▶ TASK TO CARRY OUT
Transcribe every entry word for word, leaving out all images.

▶ MATERIAL FOR THE TASK
— Begin —
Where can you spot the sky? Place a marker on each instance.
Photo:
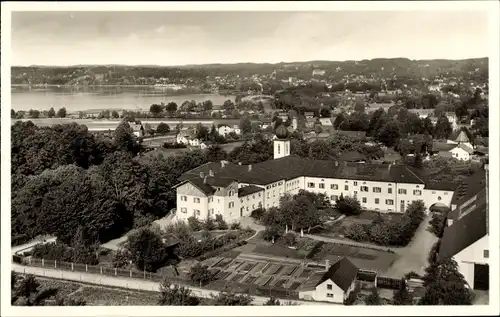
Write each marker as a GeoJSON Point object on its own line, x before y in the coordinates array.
{"type": "Point", "coordinates": [180, 38]}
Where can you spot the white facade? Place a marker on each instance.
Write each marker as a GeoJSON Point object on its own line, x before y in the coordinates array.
{"type": "Point", "coordinates": [327, 291]}
{"type": "Point", "coordinates": [477, 253]}
{"type": "Point", "coordinates": [281, 148]}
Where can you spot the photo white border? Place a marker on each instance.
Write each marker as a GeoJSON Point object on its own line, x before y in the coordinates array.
{"type": "Point", "coordinates": [492, 7]}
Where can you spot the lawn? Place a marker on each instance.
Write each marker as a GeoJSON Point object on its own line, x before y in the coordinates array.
{"type": "Point", "coordinates": [364, 258]}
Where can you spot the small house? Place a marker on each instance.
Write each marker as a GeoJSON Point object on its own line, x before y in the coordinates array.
{"type": "Point", "coordinates": [335, 285]}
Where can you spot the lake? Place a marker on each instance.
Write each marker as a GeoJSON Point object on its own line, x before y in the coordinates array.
{"type": "Point", "coordinates": [96, 98]}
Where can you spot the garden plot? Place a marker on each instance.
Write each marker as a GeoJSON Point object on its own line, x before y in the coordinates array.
{"type": "Point", "coordinates": [248, 266]}
{"type": "Point", "coordinates": [273, 269]}
{"type": "Point", "coordinates": [288, 270]}
{"type": "Point", "coordinates": [235, 265]}
{"type": "Point", "coordinates": [223, 263]}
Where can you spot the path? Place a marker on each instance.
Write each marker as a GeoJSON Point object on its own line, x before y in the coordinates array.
{"type": "Point", "coordinates": [129, 283]}
{"type": "Point", "coordinates": [414, 256]}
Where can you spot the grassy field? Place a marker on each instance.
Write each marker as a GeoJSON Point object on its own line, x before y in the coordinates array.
{"type": "Point", "coordinates": [103, 296]}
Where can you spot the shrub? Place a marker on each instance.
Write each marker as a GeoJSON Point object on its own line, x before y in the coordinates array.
{"type": "Point", "coordinates": [349, 206]}
{"type": "Point", "coordinates": [257, 213]}
{"type": "Point", "coordinates": [221, 223]}
{"type": "Point", "coordinates": [317, 247]}
{"type": "Point", "coordinates": [235, 226]}
{"type": "Point", "coordinates": [194, 223]}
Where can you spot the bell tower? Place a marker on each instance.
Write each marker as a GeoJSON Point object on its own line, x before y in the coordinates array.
{"type": "Point", "coordinates": [281, 143]}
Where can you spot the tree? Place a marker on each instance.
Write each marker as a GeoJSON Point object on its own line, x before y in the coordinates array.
{"type": "Point", "coordinates": [51, 113]}
{"type": "Point", "coordinates": [147, 250]}
{"type": "Point", "coordinates": [349, 206]}
{"type": "Point", "coordinates": [125, 139]}
{"type": "Point", "coordinates": [445, 285]}
{"type": "Point", "coordinates": [171, 107]}
{"type": "Point", "coordinates": [373, 298]}
{"type": "Point", "coordinates": [402, 296]}
{"type": "Point", "coordinates": [176, 295]}
{"type": "Point", "coordinates": [162, 128]}
{"type": "Point", "coordinates": [34, 114]}
{"type": "Point", "coordinates": [443, 128]}
{"type": "Point", "coordinates": [61, 113]}
{"type": "Point", "coordinates": [245, 125]}
{"type": "Point", "coordinates": [229, 299]}
{"type": "Point", "coordinates": [389, 134]}
{"type": "Point", "coordinates": [155, 109]}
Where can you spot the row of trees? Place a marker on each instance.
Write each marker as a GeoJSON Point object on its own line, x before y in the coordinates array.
{"type": "Point", "coordinates": [390, 233]}
{"type": "Point", "coordinates": [35, 114]}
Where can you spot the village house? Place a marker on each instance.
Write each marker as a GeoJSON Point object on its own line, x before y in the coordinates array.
{"type": "Point", "coordinates": [466, 237]}
{"type": "Point", "coordinates": [383, 187]}
{"type": "Point", "coordinates": [334, 286]}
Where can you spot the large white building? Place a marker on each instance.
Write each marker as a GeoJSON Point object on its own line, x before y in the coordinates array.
{"type": "Point", "coordinates": [466, 237]}
{"type": "Point", "coordinates": [221, 187]}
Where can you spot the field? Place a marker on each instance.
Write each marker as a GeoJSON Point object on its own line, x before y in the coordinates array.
{"type": "Point", "coordinates": [338, 229]}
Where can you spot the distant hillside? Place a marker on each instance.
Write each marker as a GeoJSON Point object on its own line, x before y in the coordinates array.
{"type": "Point", "coordinates": [334, 70]}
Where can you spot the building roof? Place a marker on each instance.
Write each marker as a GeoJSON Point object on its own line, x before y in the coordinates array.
{"type": "Point", "coordinates": [248, 190]}
{"type": "Point", "coordinates": [290, 167]}
{"type": "Point", "coordinates": [465, 231]}
{"type": "Point", "coordinates": [342, 273]}
{"type": "Point", "coordinates": [352, 156]}
{"type": "Point", "coordinates": [469, 187]}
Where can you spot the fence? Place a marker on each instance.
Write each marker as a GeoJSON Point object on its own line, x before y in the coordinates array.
{"type": "Point", "coordinates": [389, 283]}
{"type": "Point", "coordinates": [216, 285]}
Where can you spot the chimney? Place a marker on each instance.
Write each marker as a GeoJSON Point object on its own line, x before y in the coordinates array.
{"type": "Point", "coordinates": [486, 169]}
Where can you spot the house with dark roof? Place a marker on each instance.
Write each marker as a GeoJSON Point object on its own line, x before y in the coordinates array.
— End —
▶ THE OUTPUT
Where can you spot the sky? Place a marker on each instance.
Photo:
Write each marker as a GeoJSON Point object on its own line, x before y in the coordinates array.
{"type": "Point", "coordinates": [180, 38]}
Where can you spot the white facade? Place a marker on each instance.
Write each marker as a GeoJSON Point object on its own line, x before y in the coordinates array.
{"type": "Point", "coordinates": [327, 291]}
{"type": "Point", "coordinates": [477, 253]}
{"type": "Point", "coordinates": [281, 148]}
Where can you spot the photo white border? Place a marker on each instance.
Write each marker as a GeoJSON Point object on its own line, x before y in the coordinates array.
{"type": "Point", "coordinates": [492, 7]}
Where can you spot the lawn? Place a marker on each instance.
Write each marker as a GeoJSON Point object on its own line, x before y in the coordinates array.
{"type": "Point", "coordinates": [364, 258]}
Where can you spot the small house? Place a marker on each instance.
Write each marker as a GeoJSON Point object on its own line, x before y in the coordinates array.
{"type": "Point", "coordinates": [335, 285]}
Where can you spot the lake? Place a marker on each instance.
Write each marker as a GeoJSON Point object on its own line, x before y in the coordinates array.
{"type": "Point", "coordinates": [96, 98]}
Where can you spot the garden plot? Place a marker on each instance.
Write each marker as a GeoJSON Point object on its own line, x before y in the coordinates array.
{"type": "Point", "coordinates": [248, 266]}
{"type": "Point", "coordinates": [273, 269]}
{"type": "Point", "coordinates": [288, 270]}
{"type": "Point", "coordinates": [235, 265]}
{"type": "Point", "coordinates": [223, 263]}
Where can you spot the path? Place a marker on each instance.
Write each marker as a GeoJSON Point object on its own line, x before y in the coordinates array.
{"type": "Point", "coordinates": [129, 283]}
{"type": "Point", "coordinates": [414, 256]}
Where can you spot the grassy field? Place a marker on each instance.
Write each marker as a GeoJSON Point object on its own line, x before y in the coordinates array.
{"type": "Point", "coordinates": [103, 296]}
Where can you spot the shrub? Place a marker on each instance.
Write each marker as a GeoJSON Point object on its own line, x before y in the coordinates array.
{"type": "Point", "coordinates": [349, 206]}
{"type": "Point", "coordinates": [257, 213]}
{"type": "Point", "coordinates": [221, 223]}
{"type": "Point", "coordinates": [317, 247]}
{"type": "Point", "coordinates": [235, 226]}
{"type": "Point", "coordinates": [194, 223]}
Where can you spot the bell tower? Place a marker on each instance.
Write each marker as a GeoJSON Point object on its own line, x before y in the coordinates array.
{"type": "Point", "coordinates": [281, 143]}
Where can you spot the tree? Place a marker on each instance.
Write each marker as a GeoJSON Point object on its own line, x before y in the coordinates array.
{"type": "Point", "coordinates": [51, 113]}
{"type": "Point", "coordinates": [147, 250]}
{"type": "Point", "coordinates": [349, 206]}
{"type": "Point", "coordinates": [125, 139]}
{"type": "Point", "coordinates": [445, 285]}
{"type": "Point", "coordinates": [171, 107]}
{"type": "Point", "coordinates": [373, 298]}
{"type": "Point", "coordinates": [402, 296]}
{"type": "Point", "coordinates": [176, 295]}
{"type": "Point", "coordinates": [162, 128]}
{"type": "Point", "coordinates": [34, 114]}
{"type": "Point", "coordinates": [443, 128]}
{"type": "Point", "coordinates": [61, 113]}
{"type": "Point", "coordinates": [245, 125]}
{"type": "Point", "coordinates": [229, 299]}
{"type": "Point", "coordinates": [389, 134]}
{"type": "Point", "coordinates": [155, 109]}
Where can you spot the row of trees? Place a marker on each instance.
Write each marker as a GeoJSON Point object on its own line, x before y in the coordinates array.
{"type": "Point", "coordinates": [390, 233]}
{"type": "Point", "coordinates": [35, 114]}
Where can you spot the village house? Place a marker on each instance.
Write each marker as a GeoJSON Point object on its own line, x before y in the coordinates array.
{"type": "Point", "coordinates": [466, 237]}
{"type": "Point", "coordinates": [383, 187]}
{"type": "Point", "coordinates": [334, 286]}
Where can you spot the large white building? Place a marker on each instance.
Write each marker as a GeoJSON Point object on its own line, x before y in the coordinates array.
{"type": "Point", "coordinates": [466, 237]}
{"type": "Point", "coordinates": [221, 187]}
Where can you spot the field? Place a marker on each instance.
Write each marker as a GeoJSON Point object on its own line, x before y in the coordinates array.
{"type": "Point", "coordinates": [338, 229]}
Where can you spot the distant hillside? Place a marker on each instance.
Write each marker as a GeoJSON Point object on its own line, x before y in the coordinates array.
{"type": "Point", "coordinates": [334, 70]}
Where can you spot the building roof? Place a marker on each instance.
Write each marker as a GeoJSON Point object on its own line, x before y in the coordinates array.
{"type": "Point", "coordinates": [248, 190]}
{"type": "Point", "coordinates": [290, 167]}
{"type": "Point", "coordinates": [465, 231]}
{"type": "Point", "coordinates": [342, 273]}
{"type": "Point", "coordinates": [352, 156]}
{"type": "Point", "coordinates": [469, 187]}
Where can you spot the fence? Place a marker on each instance.
Write each marker as a GeoJSON Point object on its own line, x before y in the coordinates array.
{"type": "Point", "coordinates": [389, 283]}
{"type": "Point", "coordinates": [216, 285]}
Where can you spot the chimney? Place a marker on each instance.
Write each marker as a GeoJSON Point object on its own line, x before y in the coordinates array.
{"type": "Point", "coordinates": [486, 169]}
Where can you spot the house with dark roof? Place a marker on each instance.
Write each marker as a GeoJSON Point object on its own line, x before y in the coordinates array.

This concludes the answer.